**Your objective:**
Reproduce the records below verbatim, from their first line through the line containing "left=1007, top=534, right=1174, bottom=670", with both ends included. Omit the pictures.

**Listing:**
•••••
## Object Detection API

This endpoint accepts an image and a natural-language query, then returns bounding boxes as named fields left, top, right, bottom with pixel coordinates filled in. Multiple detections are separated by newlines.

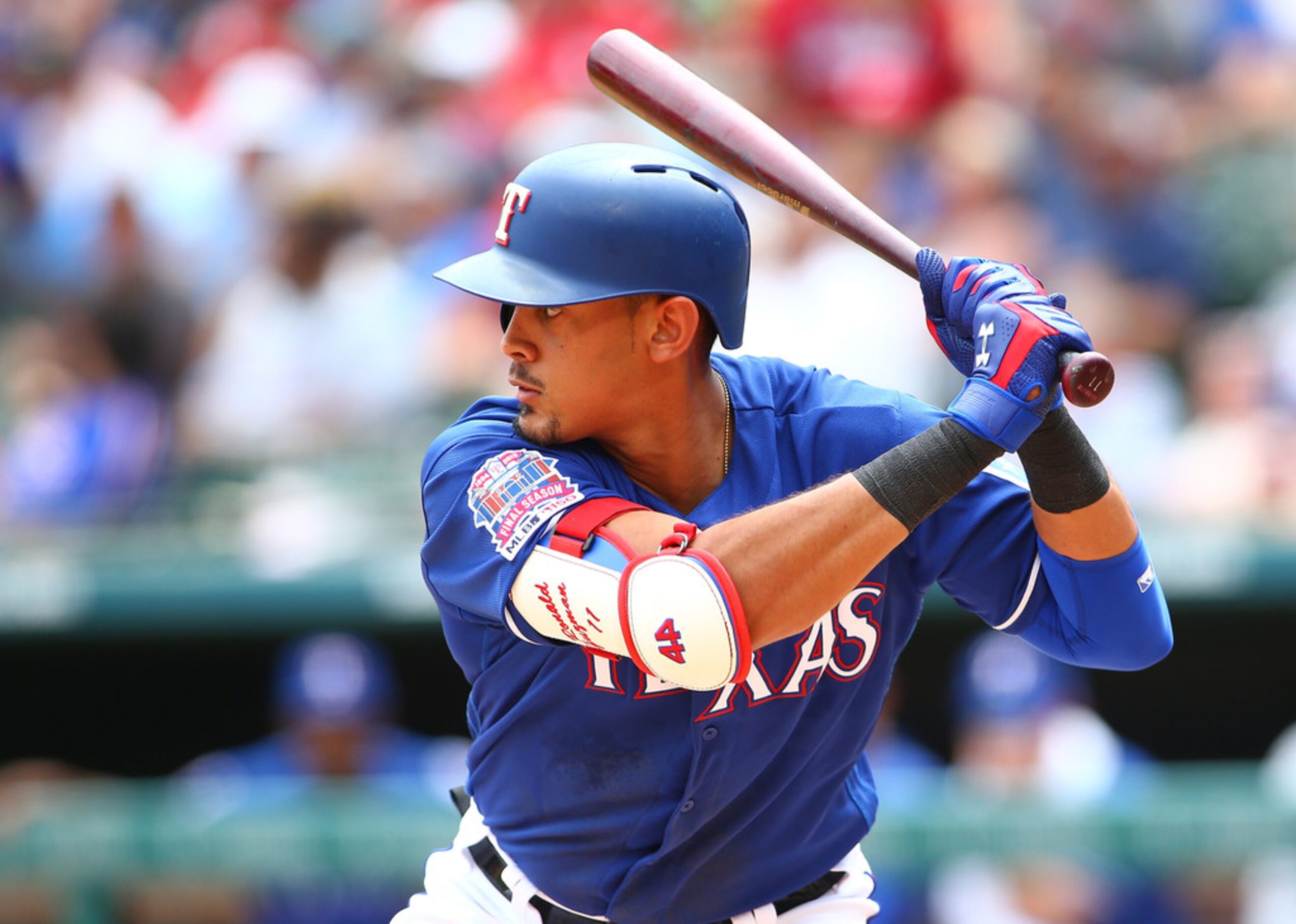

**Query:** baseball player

left=394, top=144, right=1172, bottom=924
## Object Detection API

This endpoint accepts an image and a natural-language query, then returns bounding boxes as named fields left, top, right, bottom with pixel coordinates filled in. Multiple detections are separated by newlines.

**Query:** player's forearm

left=707, top=420, right=1003, bottom=647
left=699, top=476, right=908, bottom=648
left=1018, top=407, right=1138, bottom=561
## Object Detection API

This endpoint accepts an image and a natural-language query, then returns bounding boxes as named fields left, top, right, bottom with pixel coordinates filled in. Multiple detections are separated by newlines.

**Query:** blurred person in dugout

left=180, top=632, right=468, bottom=812
left=928, top=634, right=1186, bottom=924
left=119, top=632, right=468, bottom=924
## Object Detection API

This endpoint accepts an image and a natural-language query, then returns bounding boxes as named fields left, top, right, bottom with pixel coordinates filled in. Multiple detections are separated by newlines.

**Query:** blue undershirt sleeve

left=1007, top=534, right=1174, bottom=670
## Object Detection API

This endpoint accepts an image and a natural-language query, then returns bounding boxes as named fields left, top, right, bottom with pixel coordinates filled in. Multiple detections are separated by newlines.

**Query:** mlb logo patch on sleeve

left=468, top=450, right=585, bottom=561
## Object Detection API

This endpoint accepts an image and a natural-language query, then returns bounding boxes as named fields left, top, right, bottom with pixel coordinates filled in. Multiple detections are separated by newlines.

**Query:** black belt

left=450, top=787, right=846, bottom=924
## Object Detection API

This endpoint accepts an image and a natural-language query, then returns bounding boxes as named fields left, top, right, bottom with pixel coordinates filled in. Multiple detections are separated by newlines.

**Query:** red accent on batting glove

left=990, top=302, right=1060, bottom=391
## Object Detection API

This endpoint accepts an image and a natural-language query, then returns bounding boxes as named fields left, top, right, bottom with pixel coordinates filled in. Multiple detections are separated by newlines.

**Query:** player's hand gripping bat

left=587, top=29, right=1116, bottom=407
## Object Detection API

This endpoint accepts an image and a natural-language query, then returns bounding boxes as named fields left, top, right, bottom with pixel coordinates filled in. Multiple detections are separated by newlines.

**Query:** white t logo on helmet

left=495, top=183, right=531, bottom=247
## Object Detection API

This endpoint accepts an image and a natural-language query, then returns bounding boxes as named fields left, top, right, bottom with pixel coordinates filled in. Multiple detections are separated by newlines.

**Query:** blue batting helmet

left=435, top=144, right=750, bottom=349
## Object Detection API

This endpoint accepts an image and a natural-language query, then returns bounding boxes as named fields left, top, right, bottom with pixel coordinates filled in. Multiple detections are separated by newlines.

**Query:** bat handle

left=1057, top=350, right=1116, bottom=407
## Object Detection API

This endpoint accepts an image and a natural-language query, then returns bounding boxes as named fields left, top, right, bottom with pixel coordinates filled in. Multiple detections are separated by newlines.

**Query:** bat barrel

left=586, top=29, right=1114, bottom=407
left=586, top=29, right=920, bottom=278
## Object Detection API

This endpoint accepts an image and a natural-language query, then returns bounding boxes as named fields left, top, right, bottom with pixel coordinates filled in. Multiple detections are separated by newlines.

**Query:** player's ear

left=644, top=296, right=699, bottom=363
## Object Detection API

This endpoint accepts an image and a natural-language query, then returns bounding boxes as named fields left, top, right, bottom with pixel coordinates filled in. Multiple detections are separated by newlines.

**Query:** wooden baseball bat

left=586, top=29, right=1116, bottom=407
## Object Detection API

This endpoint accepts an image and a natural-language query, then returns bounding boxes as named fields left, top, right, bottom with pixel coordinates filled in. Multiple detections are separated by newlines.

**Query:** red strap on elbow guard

left=618, top=522, right=752, bottom=684
left=550, top=497, right=648, bottom=558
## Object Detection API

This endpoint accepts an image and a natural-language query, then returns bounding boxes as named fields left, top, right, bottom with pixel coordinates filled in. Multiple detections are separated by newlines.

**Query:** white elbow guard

left=618, top=524, right=752, bottom=689
left=509, top=499, right=752, bottom=689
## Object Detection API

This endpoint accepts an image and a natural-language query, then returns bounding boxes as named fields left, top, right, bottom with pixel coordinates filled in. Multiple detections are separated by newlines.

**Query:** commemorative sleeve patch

left=468, top=450, right=585, bottom=561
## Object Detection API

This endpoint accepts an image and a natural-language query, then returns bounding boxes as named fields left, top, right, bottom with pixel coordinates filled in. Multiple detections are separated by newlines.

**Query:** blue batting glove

left=918, top=247, right=1094, bottom=452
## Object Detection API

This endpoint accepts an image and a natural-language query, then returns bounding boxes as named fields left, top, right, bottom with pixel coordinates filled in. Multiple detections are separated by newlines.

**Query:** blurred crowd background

left=0, top=0, right=1296, bottom=924
left=0, top=0, right=1296, bottom=531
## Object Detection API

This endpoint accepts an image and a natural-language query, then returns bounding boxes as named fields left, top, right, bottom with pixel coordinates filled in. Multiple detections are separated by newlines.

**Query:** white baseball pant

left=391, top=805, right=879, bottom=924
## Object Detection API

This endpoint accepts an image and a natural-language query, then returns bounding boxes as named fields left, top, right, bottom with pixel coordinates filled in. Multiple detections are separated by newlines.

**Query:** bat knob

left=1057, top=350, right=1116, bottom=407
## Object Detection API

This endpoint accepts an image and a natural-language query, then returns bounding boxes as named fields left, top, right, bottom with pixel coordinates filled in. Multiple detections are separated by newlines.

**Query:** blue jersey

left=423, top=355, right=1050, bottom=924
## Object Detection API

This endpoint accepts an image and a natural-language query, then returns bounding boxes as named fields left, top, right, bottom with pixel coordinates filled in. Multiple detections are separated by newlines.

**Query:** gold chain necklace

left=715, top=370, right=734, bottom=477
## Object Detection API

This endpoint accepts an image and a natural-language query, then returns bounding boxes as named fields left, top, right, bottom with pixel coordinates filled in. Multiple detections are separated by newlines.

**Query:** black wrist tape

left=1018, top=407, right=1112, bottom=513
left=853, top=417, right=1003, bottom=533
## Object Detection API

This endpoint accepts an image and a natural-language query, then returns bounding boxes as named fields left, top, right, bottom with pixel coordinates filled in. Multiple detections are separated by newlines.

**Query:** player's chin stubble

left=513, top=404, right=562, bottom=446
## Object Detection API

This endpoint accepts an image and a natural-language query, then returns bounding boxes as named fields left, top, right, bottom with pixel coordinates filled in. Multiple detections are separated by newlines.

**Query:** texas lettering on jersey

left=586, top=582, right=887, bottom=722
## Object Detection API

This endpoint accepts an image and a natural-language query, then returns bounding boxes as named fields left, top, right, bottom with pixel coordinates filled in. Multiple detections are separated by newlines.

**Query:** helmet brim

left=433, top=247, right=636, bottom=307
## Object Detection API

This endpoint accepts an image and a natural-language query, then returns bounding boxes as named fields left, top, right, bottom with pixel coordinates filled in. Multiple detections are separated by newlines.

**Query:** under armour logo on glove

left=976, top=321, right=994, bottom=368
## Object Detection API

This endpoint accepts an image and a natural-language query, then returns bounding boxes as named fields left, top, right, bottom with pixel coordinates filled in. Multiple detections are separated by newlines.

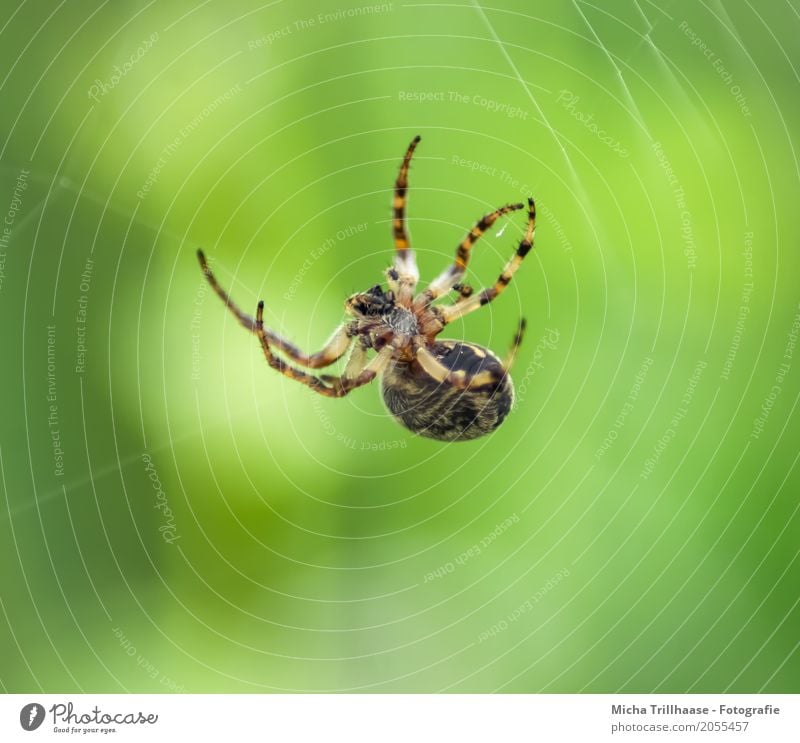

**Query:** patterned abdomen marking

left=383, top=341, right=514, bottom=441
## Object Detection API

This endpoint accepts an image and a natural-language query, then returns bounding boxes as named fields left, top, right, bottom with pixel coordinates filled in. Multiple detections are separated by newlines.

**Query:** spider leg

left=503, top=317, right=527, bottom=371
left=389, top=136, right=421, bottom=306
left=197, top=250, right=352, bottom=369
left=417, top=204, right=525, bottom=306
left=197, top=248, right=256, bottom=333
left=441, top=199, right=536, bottom=323
left=256, top=301, right=394, bottom=397
left=416, top=345, right=502, bottom=390
left=319, top=336, right=368, bottom=382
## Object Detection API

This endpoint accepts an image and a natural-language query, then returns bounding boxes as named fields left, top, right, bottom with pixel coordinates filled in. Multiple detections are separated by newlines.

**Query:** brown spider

left=197, top=137, right=536, bottom=441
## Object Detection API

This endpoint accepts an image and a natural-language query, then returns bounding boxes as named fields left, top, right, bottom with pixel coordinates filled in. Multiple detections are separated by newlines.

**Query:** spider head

left=344, top=284, right=395, bottom=318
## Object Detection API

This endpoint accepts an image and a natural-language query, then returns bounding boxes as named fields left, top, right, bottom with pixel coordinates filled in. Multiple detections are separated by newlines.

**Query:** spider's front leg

left=255, top=301, right=394, bottom=397
left=387, top=136, right=421, bottom=307
left=441, top=199, right=536, bottom=323
left=416, top=204, right=524, bottom=307
left=197, top=250, right=355, bottom=369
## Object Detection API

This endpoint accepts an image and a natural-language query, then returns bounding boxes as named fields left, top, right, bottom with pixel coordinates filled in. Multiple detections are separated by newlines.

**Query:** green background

left=0, top=0, right=800, bottom=692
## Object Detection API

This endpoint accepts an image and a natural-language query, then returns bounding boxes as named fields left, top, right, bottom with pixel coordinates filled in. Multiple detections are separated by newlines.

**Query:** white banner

left=0, top=694, right=800, bottom=743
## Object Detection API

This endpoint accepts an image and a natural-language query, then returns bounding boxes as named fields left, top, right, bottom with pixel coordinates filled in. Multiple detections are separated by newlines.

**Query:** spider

left=197, top=136, right=536, bottom=441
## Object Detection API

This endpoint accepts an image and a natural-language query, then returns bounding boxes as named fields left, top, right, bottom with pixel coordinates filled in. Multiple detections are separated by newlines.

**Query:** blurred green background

left=0, top=0, right=800, bottom=692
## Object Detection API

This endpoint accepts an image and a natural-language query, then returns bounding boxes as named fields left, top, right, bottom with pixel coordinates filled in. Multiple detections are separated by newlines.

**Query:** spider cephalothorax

left=197, top=137, right=536, bottom=441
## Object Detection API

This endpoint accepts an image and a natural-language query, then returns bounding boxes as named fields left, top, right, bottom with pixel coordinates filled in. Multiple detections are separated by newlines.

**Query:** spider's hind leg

left=503, top=317, right=527, bottom=372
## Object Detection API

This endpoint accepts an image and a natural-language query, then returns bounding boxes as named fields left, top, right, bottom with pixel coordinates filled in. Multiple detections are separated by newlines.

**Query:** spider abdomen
•••••
**Worked solution:**
## Object Detection API

This endpoint accepts an image and a natural-language query, then returns bounding boxes as named fields left, top, right, bottom with pixel coordinates filled in. Multiple detections are separated by newlines.


**Query:** baseball player

left=394, top=144, right=1172, bottom=924
## Object Detection API

This endpoint accepts an image and a natural-language query, then returns bounding boxes as named fields left, top, right, bottom with pixel coordinates filled in. Multiple detections are separated by newlines.

**Query:** player's forearm

left=707, top=420, right=1003, bottom=647
left=699, top=476, right=908, bottom=648
left=1018, top=407, right=1138, bottom=561
## Object Detection API

This endpoint accepts an image and a natural-language query, then returns bounding boxes as named fields left, top, right, bottom with pixel coordinates filled in. Multiple detections are separated by newlines.

**Query:** blurred person in dugout

left=180, top=632, right=468, bottom=812
left=928, top=634, right=1186, bottom=924
left=119, top=632, right=468, bottom=924
## Object Detection API

This endpoint accepts an image and a natural-language query, then returns bounding boxes as named fields left, top, right, bottom with pixel coordinates filled in. Multiple detections are separated by newlines.

**Query:** blue undershirt sleeve

left=1007, top=534, right=1174, bottom=670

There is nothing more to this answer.